§ **Stated task 1**: Gather every line in the entries below that contains the string "metal".

-- Start Supplied passage --

/// <summary>
        /// Checks whether the server is the nearest server to a given location.
        /// </summary>
        /// <param name="TargetLocation">Target GPS location.</param>
        /// <param name="IgnoreServerIds">List of network IDs that should be ignored.</param>
        /// <param name="CloserServerId">If the result is false, this is filled with network identifier of a neighbor server that is closer to the target location.</param>
        /// <param name="Threshold">Optionally, threshold value which allows the function to return true even if there exists a neighbor server that is actually closer
        /// to the target location, but it is only slightly closer than the proximity server.</param>
        /// <returns>true if the server is the nearest proximity server to the target location, false if the server knows at least one other server that is closer
        /// or if the function fails.</returns>
        public async Task <bool> IsServerNearestToLocationAsync(GpsLocation TargetLocation, List <byte[]> IgnoreServerIds, StrongBox <byte[]> CloserServerId, double?Threshold = null)
        {
            log.Trace("(TargetLocation:[{0}],IgnoreServerIds:'{1}',Threshold:{2})", TargetLocation, string.Join(",", IgnoreServerIds), Threshold != null ? Threshold.Value.ToString(CultureInfo.InvariantCulture) : "null");

            bool res = true;

            LocationBasedNetwork loc        = (LocationBasedNetwork)Base.ComponentDictionary[LocationBasedNetwork.ComponentName];
            GpsLocation          myLocation = loc.Location;
            double myDistance = myLocation.DistanceTo(TargetLocation);

            log.Trace("Server's distance to the activity location is {0} metres.", myDistance.ToString(CultureInfo.InvariantCulture));

            double thresholdCoef = 1;

            if (Threshold != null)
            {
                thresholdCoef += Threshold.Value;
            }

            HashSet <byte[]> ignoredServersIds = new HashSet <byte[]>(IgnoreServerIds, StructuralEqualityComparer <byte[]> .Default);

            try
            {
                // We only consider neighbors that finished initialization process.
                // Other nodes might be new and not synced yet with their neighborhood.
                List <Neighbor> allNeighbors = (await GetAsync(n => n.Initialized == true, null, true)).ToList();
                foreach (Neighbor neighbor in allNeighbors)
                {
                    if (ignoredServersIds.Contains(neighbor.NetworkId))
                    {
                        continue;
                    }

                    GpsLocation neighborLocation           = new GpsLocation(neighbor.LocationLatitude, neighbor.LocationLongitude);
                    double      neighborDistance           = neighborLocation.DistanceTo(TargetLocation);
                    double      thresholdNeighborDistance  = neighborDistance * thresholdCoef;
                    bool        serverNearestWithThreshold = myDistance <= thresholdNeighborDistance;
                    if (!serverNearestWithThreshold)

-- End Supplied passage --
-- Start Information supplied --

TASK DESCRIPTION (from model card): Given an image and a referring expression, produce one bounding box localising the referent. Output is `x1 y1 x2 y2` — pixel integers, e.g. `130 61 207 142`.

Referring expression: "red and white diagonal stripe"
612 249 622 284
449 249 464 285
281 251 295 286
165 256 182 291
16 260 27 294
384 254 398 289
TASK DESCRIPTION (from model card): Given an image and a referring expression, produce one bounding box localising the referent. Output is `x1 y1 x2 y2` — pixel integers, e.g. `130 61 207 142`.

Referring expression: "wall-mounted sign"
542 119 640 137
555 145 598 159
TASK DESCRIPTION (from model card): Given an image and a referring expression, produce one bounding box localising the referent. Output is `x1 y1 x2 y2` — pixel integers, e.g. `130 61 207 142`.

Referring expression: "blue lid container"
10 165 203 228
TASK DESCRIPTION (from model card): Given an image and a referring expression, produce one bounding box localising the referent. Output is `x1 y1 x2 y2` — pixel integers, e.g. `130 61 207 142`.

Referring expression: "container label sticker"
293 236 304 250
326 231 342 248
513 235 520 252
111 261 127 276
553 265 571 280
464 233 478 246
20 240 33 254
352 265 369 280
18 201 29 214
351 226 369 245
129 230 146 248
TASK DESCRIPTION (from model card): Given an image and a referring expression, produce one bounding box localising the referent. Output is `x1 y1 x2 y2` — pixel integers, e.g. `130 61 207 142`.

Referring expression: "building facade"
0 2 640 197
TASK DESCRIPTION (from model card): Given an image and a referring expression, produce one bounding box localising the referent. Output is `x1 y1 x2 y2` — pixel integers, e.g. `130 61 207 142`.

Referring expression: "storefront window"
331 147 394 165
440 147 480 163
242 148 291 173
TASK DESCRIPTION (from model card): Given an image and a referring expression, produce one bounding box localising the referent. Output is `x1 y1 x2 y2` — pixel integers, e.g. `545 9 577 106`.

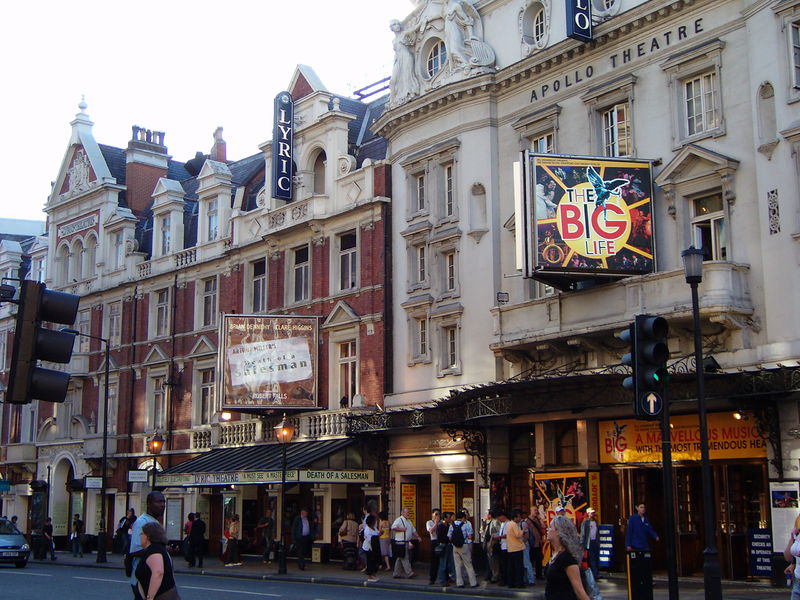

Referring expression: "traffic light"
6 280 80 404
620 315 669 419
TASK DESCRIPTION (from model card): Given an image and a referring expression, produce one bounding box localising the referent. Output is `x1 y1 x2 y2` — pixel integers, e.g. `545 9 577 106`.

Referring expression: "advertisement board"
519 152 655 288
219 315 319 410
598 412 767 463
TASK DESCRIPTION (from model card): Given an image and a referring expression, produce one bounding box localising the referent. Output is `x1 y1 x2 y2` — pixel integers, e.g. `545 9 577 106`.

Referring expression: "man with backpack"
447 510 478 587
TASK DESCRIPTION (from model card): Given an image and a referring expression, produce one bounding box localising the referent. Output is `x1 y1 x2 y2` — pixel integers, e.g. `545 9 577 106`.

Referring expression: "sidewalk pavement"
30 552 790 600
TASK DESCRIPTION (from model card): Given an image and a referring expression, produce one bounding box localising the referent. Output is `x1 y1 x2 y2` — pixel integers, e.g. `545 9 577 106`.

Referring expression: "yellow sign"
439 483 456 512
599 412 767 463
400 483 417 523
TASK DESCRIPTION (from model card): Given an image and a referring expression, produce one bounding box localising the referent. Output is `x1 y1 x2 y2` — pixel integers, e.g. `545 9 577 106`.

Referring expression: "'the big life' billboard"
522 153 655 279
219 315 319 410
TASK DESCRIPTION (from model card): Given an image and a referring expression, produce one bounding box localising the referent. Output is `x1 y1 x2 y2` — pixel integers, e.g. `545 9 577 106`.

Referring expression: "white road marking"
73 577 130 585
179 585 283 598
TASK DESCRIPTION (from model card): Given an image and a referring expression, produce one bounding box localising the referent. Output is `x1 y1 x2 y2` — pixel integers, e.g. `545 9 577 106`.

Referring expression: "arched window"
314 150 328 194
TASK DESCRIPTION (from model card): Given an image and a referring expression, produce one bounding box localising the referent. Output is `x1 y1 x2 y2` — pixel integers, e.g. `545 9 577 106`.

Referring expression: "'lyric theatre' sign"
272 92 294 201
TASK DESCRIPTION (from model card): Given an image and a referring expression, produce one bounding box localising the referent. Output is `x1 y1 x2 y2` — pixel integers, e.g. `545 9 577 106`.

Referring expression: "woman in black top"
544 517 589 600
136 522 180 600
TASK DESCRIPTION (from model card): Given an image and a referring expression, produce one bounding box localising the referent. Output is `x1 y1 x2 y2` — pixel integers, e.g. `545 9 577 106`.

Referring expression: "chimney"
125 125 171 217
211 127 228 163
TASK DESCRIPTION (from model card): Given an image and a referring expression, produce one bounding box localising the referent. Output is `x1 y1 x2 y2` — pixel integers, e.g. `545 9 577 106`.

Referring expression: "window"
154 289 169 337
251 258 267 313
201 277 217 327
531 131 554 154
339 232 358 290
444 164 455 217
602 102 631 156
152 376 167 429
161 215 171 256
114 231 125 271
414 174 425 212
442 325 458 370
292 246 309 302
692 194 728 260
206 200 218 242
199 369 215 425
75 310 92 353
425 40 447 79
337 341 358 404
684 72 719 136
444 251 456 292
108 301 122 346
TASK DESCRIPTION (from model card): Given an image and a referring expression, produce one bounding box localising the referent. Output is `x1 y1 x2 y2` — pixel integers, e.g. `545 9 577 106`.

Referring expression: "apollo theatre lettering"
272 92 294 202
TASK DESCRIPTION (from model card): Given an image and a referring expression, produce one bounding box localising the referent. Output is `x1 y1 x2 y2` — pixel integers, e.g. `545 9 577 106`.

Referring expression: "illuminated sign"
272 92 294 201
567 0 592 42
219 315 319 410
521 153 655 288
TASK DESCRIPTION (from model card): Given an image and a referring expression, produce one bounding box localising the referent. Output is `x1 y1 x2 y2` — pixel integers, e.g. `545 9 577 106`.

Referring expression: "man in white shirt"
447 510 478 587
392 508 420 579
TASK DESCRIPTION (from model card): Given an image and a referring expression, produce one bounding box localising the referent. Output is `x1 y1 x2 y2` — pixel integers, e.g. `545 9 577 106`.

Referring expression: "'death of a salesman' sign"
219 315 318 410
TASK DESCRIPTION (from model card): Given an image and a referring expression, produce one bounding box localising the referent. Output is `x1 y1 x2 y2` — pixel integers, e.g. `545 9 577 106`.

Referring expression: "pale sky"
0 0 414 220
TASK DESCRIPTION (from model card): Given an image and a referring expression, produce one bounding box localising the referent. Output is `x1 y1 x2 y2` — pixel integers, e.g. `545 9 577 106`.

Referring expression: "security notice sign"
518 153 655 288
219 315 319 410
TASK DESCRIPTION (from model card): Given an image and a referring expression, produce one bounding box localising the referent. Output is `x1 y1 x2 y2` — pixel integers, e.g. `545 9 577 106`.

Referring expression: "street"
0 556 789 600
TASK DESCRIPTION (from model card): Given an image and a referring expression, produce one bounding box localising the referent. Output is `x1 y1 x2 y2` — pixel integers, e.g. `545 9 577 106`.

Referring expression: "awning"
157 438 375 487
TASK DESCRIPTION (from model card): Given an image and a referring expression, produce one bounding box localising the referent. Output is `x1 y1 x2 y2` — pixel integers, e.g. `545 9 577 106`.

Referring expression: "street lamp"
147 430 164 489
63 329 111 563
274 413 294 575
681 246 722 600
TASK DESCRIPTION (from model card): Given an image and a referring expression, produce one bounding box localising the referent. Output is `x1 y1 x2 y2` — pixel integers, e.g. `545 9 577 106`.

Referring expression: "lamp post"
63 329 111 563
274 413 294 575
681 246 722 600
147 430 164 489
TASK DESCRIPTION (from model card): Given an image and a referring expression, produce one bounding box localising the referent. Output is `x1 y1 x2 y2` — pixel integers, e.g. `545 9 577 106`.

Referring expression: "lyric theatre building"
366 0 800 577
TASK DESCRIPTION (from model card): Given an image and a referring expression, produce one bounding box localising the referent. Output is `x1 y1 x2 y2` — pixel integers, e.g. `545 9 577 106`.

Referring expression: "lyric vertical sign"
567 0 592 42
272 92 294 202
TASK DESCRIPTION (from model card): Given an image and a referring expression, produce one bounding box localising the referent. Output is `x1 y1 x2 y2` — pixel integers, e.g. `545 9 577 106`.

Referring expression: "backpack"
450 523 464 548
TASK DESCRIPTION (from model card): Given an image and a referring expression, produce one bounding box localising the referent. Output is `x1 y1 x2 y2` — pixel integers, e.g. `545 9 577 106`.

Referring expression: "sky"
0 0 415 220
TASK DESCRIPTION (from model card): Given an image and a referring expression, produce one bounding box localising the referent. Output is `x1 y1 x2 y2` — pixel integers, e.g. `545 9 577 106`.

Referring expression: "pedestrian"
292 507 315 571
378 510 392 571
42 517 56 560
581 506 600 581
392 508 419 579
181 513 194 567
256 508 275 565
125 491 166 600
505 509 525 588
361 514 381 582
544 516 589 600
135 521 180 600
625 502 659 599
528 506 545 581
483 509 500 583
436 512 455 586
338 512 358 571
225 515 242 567
519 511 536 585
189 513 206 569
70 513 86 558
447 510 478 587
425 508 442 585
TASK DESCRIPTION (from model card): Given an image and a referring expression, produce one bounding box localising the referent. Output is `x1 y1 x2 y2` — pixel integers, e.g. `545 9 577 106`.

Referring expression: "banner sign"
156 469 375 487
597 525 614 569
220 315 319 410
567 0 592 42
769 481 800 553
747 528 772 577
520 153 655 279
272 92 294 202
599 412 767 463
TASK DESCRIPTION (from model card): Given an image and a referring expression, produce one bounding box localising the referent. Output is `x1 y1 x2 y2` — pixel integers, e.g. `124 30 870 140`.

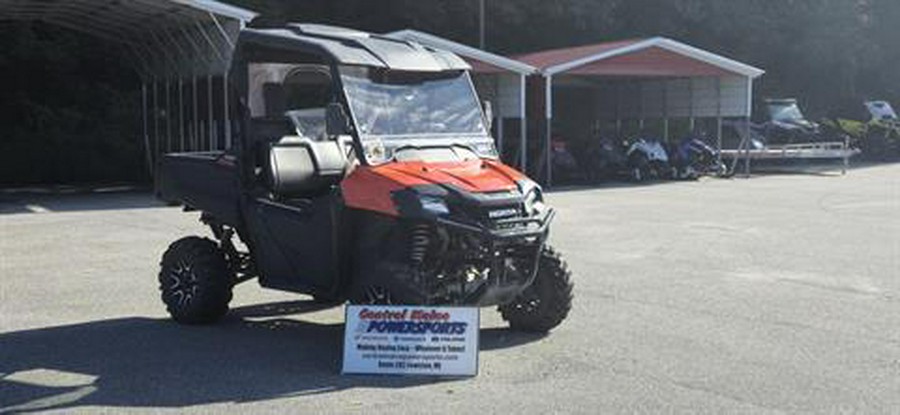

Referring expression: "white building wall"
595 76 750 119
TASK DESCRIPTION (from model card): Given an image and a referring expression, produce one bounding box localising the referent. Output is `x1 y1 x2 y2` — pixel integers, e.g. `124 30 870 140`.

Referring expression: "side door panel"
247 196 340 294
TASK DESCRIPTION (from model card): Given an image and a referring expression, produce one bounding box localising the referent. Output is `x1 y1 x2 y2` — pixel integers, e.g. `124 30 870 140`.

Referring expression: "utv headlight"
419 195 450 215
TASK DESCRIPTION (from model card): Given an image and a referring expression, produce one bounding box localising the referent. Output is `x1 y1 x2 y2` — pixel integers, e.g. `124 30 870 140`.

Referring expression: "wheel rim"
167 262 198 307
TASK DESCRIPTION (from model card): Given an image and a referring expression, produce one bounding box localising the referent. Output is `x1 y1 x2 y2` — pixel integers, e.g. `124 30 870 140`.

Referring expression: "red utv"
157 24 572 332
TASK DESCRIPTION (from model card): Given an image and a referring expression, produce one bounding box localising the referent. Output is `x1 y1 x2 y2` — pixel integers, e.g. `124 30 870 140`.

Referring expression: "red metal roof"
514 39 646 69
565 47 733 77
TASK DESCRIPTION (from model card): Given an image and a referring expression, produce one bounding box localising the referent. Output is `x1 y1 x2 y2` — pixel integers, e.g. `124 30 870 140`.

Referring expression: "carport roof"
516 37 765 78
385 29 537 75
0 0 256 78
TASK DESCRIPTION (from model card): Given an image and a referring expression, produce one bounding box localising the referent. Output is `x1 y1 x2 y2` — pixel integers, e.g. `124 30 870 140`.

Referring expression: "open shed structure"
0 0 256 169
387 30 537 170
516 37 764 184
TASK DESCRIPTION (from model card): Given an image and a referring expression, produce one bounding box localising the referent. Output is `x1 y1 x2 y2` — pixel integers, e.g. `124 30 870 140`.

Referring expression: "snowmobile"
761 98 822 145
625 138 672 182
669 134 728 180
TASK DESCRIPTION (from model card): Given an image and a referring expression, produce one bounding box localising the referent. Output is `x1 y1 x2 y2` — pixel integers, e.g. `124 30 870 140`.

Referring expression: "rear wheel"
500 246 574 333
159 236 234 324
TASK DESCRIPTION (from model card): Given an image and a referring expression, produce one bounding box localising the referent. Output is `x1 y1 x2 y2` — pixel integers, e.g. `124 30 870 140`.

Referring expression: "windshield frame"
336 65 493 141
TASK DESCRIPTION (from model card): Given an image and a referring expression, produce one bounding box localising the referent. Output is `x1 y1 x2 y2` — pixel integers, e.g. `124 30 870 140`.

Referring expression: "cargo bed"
156 151 241 223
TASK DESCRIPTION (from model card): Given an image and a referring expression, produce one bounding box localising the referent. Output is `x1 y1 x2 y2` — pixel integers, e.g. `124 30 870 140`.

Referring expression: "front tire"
159 236 234 324
500 246 574 333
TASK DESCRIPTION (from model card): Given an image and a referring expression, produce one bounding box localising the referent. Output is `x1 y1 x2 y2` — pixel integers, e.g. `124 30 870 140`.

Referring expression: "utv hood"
341 160 529 216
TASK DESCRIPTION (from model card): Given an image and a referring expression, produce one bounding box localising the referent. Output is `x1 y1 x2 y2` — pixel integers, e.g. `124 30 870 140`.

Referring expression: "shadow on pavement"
0 301 541 413
0 187 165 214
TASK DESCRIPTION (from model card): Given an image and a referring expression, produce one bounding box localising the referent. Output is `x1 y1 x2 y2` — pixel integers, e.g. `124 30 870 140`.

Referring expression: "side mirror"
482 101 494 132
325 102 350 137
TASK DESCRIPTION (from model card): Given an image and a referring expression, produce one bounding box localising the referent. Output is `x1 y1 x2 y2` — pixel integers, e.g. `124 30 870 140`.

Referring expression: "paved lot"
0 165 900 413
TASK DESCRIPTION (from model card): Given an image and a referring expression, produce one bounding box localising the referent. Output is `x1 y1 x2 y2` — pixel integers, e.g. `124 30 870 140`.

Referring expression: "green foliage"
0 0 900 185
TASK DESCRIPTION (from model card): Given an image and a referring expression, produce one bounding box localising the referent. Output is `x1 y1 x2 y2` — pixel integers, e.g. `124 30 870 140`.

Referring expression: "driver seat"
266 137 349 200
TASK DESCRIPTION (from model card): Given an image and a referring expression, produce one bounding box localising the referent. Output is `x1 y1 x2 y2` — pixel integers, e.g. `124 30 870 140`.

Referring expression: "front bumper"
437 208 556 242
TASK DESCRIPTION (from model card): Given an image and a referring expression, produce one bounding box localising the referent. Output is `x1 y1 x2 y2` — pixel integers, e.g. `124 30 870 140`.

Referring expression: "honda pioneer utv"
157 24 572 332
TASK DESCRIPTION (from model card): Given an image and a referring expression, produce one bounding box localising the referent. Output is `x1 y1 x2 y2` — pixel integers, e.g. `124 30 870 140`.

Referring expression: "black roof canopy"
240 23 470 72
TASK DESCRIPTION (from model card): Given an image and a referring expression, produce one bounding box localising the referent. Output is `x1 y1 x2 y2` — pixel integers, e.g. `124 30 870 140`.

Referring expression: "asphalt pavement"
0 165 900 414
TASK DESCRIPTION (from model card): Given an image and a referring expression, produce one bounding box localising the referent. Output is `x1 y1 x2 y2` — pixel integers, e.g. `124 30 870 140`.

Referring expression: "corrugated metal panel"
515 39 645 69
594 76 749 119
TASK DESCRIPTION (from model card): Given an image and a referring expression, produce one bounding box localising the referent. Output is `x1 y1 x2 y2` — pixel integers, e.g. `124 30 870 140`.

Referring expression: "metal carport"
516 37 765 184
387 30 537 171
0 0 256 173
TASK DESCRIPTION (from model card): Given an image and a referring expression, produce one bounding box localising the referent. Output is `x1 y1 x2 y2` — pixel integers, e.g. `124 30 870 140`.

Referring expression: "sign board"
343 305 480 376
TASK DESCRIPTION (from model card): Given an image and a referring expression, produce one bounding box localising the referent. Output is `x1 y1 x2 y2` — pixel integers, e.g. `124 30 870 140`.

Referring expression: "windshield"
769 103 804 121
341 67 487 138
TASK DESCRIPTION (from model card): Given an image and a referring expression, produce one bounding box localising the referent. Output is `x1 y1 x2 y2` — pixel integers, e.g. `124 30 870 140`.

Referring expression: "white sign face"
343 305 480 376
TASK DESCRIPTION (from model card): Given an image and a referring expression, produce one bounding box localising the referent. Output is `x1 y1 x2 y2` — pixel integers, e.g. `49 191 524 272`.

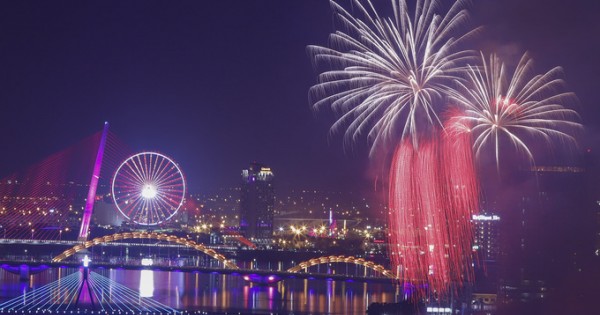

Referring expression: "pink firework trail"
389 118 479 298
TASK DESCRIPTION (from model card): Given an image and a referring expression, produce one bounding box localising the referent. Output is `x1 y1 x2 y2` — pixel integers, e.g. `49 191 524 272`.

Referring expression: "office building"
240 163 275 245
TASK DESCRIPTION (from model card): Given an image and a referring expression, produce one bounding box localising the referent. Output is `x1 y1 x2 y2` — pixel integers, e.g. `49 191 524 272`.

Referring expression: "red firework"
389 113 479 298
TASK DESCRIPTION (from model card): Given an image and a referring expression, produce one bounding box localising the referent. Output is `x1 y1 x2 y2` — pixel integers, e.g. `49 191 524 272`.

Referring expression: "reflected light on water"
140 270 154 297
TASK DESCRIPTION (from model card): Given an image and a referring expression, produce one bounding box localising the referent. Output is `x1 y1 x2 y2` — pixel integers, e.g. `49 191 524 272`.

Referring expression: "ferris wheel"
112 152 185 225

-- End Information supplied --

§ **Stated task 2**:
Answer from the code above:
(a) According to the documentation, what is CloserServerId filled with when the result is false?
(b) According to the comment inside the try block, which neighbors does the method consider?
(c) What value is thresholdCoef initialized to, and what is added to it when Threshold is not null?

§ **Final answer 1**:
Referring expression: "red metal roof"
Referring expression: "corrugated metal panel"
Referring expression: "metal carport"

§ **Final answer 2**:
(a) The network identifier of a neighbor server that is closer to the target location.
(b) Only neighbors that finished the initialization process.
(c) It is initialized to 1, and Threshold.Value is added to it.